» **Set tasks**:
A – In the restaurant review, which chef is named as now cooking in the kitchen?
B – Using the restaurant review, explain why it recommends asking for the tables by the windows.

Walk past the Hotel Nash on Washington Avenue in South Beach and you just might miss it. Just inside the lobby and down the stairs is one of the hottest dinning rooms in Miami, even after nine years. Mark Militello's original restaurant was in North Miami, but the SoBe location was irresistible. Too bad the place is hidden away. The whole world ought to know about the clever and creative cooking here.
The dining room is beautiful, but a bit dark. Perhaps it's the feeling of dropping down the rabbit hole you get as you descend the stairs from the lobby. In any event, the tables to ask for are the ones right by the windows, so you will at least have some light. If the weather is cooperative, there's a seductive little terrace too.
The menu does change frequently, so you may well find it completely different from what I shall describe below. The dinner menu is also far more extensive (and expensive too) than the lunch menu, a veritable bargain for the quality of cooking here. Mark Militello is no longer directly overseeing the kitchen himself, but chef Larry LaValley shows great promise.
We didn't actually have a first course, having indulged in a late continental breakfast at our hotel. Nonetheless, we might have tried the Organic Arugula with Roasted Sweet Peppers ($9.00) with caper berries and parmesan. The Warm Mozzarella wrapped in Prosciutto ($11.00) with grilled eggplant and tomato looked promising too. Only the salad of baby Lettuce, Frisee and Pear ($9.00) with spiced pecans and gorgonzola dressing seemed more prosaic.
Instead, we plowed on to the main course, stopping only to indulge in the wonderful bread basket. This bread was so good that we had to ask for another basket of the fresh, hot rolls.
The Doc had the Baby Artichoke and Roasted Tomato Frittata ($12.00) with fines herbs and parmesan cheese. The frittata was much larger than I expected. My fork strayed over to her plate to try a couple of bites after she had given up. Not that it was bad at all, she was merely saving room for dessert.

» **Dataset excerpts**:
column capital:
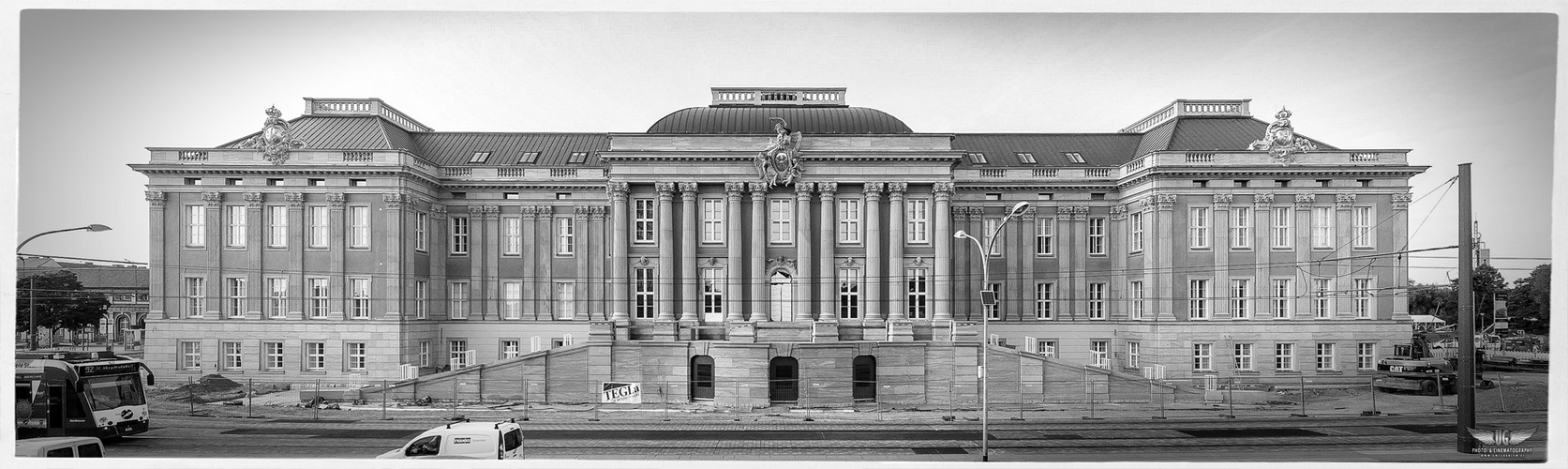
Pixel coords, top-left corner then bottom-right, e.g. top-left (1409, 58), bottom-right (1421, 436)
top-left (604, 180), bottom-right (631, 203)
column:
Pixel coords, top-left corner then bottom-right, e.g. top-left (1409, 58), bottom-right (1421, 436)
top-left (605, 180), bottom-right (632, 322)
top-left (888, 182), bottom-right (909, 320)
top-left (746, 182), bottom-right (769, 322)
top-left (817, 182), bottom-right (839, 322)
top-left (792, 182), bottom-right (817, 322)
top-left (860, 182), bottom-right (888, 322)
top-left (932, 182), bottom-right (969, 322)
top-left (680, 182), bottom-right (703, 322)
top-left (654, 182), bottom-right (676, 322)
top-left (724, 182), bottom-right (746, 322)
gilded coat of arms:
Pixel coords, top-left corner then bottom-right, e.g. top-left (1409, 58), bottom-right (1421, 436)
top-left (754, 117), bottom-right (804, 187)
top-left (240, 107), bottom-right (305, 165)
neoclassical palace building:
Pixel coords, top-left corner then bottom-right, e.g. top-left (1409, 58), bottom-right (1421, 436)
top-left (132, 88), bottom-right (1426, 401)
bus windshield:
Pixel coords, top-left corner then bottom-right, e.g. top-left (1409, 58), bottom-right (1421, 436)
top-left (82, 375), bottom-right (147, 411)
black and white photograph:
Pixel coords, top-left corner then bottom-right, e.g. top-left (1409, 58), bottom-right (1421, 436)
top-left (0, 0), bottom-right (1568, 467)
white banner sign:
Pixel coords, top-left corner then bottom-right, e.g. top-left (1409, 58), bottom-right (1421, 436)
top-left (599, 381), bottom-right (643, 403)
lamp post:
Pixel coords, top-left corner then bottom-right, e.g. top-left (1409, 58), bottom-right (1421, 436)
top-left (953, 203), bottom-right (1028, 461)
top-left (16, 224), bottom-right (112, 350)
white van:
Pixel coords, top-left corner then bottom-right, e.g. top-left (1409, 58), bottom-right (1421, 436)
top-left (16, 436), bottom-right (103, 458)
top-left (377, 420), bottom-right (522, 460)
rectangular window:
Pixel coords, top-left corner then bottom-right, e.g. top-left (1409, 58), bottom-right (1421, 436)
top-left (1268, 207), bottom-right (1293, 250)
top-left (981, 284), bottom-right (1002, 320)
top-left (1187, 280), bottom-right (1209, 320)
top-left (266, 205), bottom-right (289, 248)
top-left (1035, 217), bottom-right (1057, 256)
top-left (223, 342), bottom-right (245, 371)
top-left (1127, 280), bottom-right (1143, 320)
top-left (839, 199), bottom-right (860, 245)
top-left (1350, 207), bottom-right (1374, 248)
top-left (500, 282), bottom-right (522, 318)
top-left (1268, 280), bottom-right (1292, 318)
top-left (903, 199), bottom-right (932, 245)
top-left (305, 342), bottom-right (326, 371)
top-left (632, 266), bottom-right (659, 318)
top-left (1127, 212), bottom-right (1143, 252)
top-left (1191, 343), bottom-right (1214, 371)
top-left (632, 199), bottom-right (657, 245)
top-left (1312, 207), bottom-right (1335, 250)
top-left (1235, 343), bottom-right (1253, 371)
top-left (414, 212), bottom-right (429, 252)
top-left (839, 268), bottom-right (860, 318)
top-left (1317, 343), bottom-right (1335, 371)
top-left (223, 205), bottom-right (246, 248)
top-left (447, 282), bottom-right (469, 318)
top-left (348, 207), bottom-right (370, 250)
top-left (266, 278), bottom-right (289, 317)
top-left (1187, 207), bottom-right (1209, 250)
top-left (185, 276), bottom-right (207, 317)
top-left (1035, 284), bottom-right (1053, 318)
top-left (1088, 217), bottom-right (1105, 256)
top-left (306, 280), bottom-right (328, 317)
top-left (703, 199), bottom-right (724, 245)
top-left (703, 266), bottom-right (724, 315)
top-left (500, 217), bottom-right (522, 256)
top-left (261, 342), bottom-right (284, 371)
top-left (1231, 280), bottom-right (1253, 318)
top-left (1312, 280), bottom-right (1331, 318)
top-left (306, 207), bottom-right (331, 248)
top-left (185, 205), bottom-right (207, 248)
top-left (985, 218), bottom-right (1002, 256)
top-left (345, 342), bottom-right (366, 371)
top-left (180, 342), bottom-right (201, 371)
top-left (1275, 343), bottom-right (1295, 371)
top-left (1231, 207), bottom-right (1253, 250)
top-left (1088, 284), bottom-right (1105, 318)
top-left (555, 217), bottom-right (577, 256)
top-left (414, 280), bottom-right (429, 318)
top-left (769, 199), bottom-right (795, 245)
top-left (224, 278), bottom-right (251, 317)
top-left (1350, 280), bottom-right (1372, 318)
top-left (903, 268), bottom-right (927, 318)
top-left (1356, 342), bottom-right (1377, 371)
top-left (348, 280), bottom-right (370, 318)
top-left (452, 217), bottom-right (469, 256)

» **The answers**:
A – Larry LaValley.

B – The dining room is beautiful but somewhat dark. The tables right by the windows at least give you some light.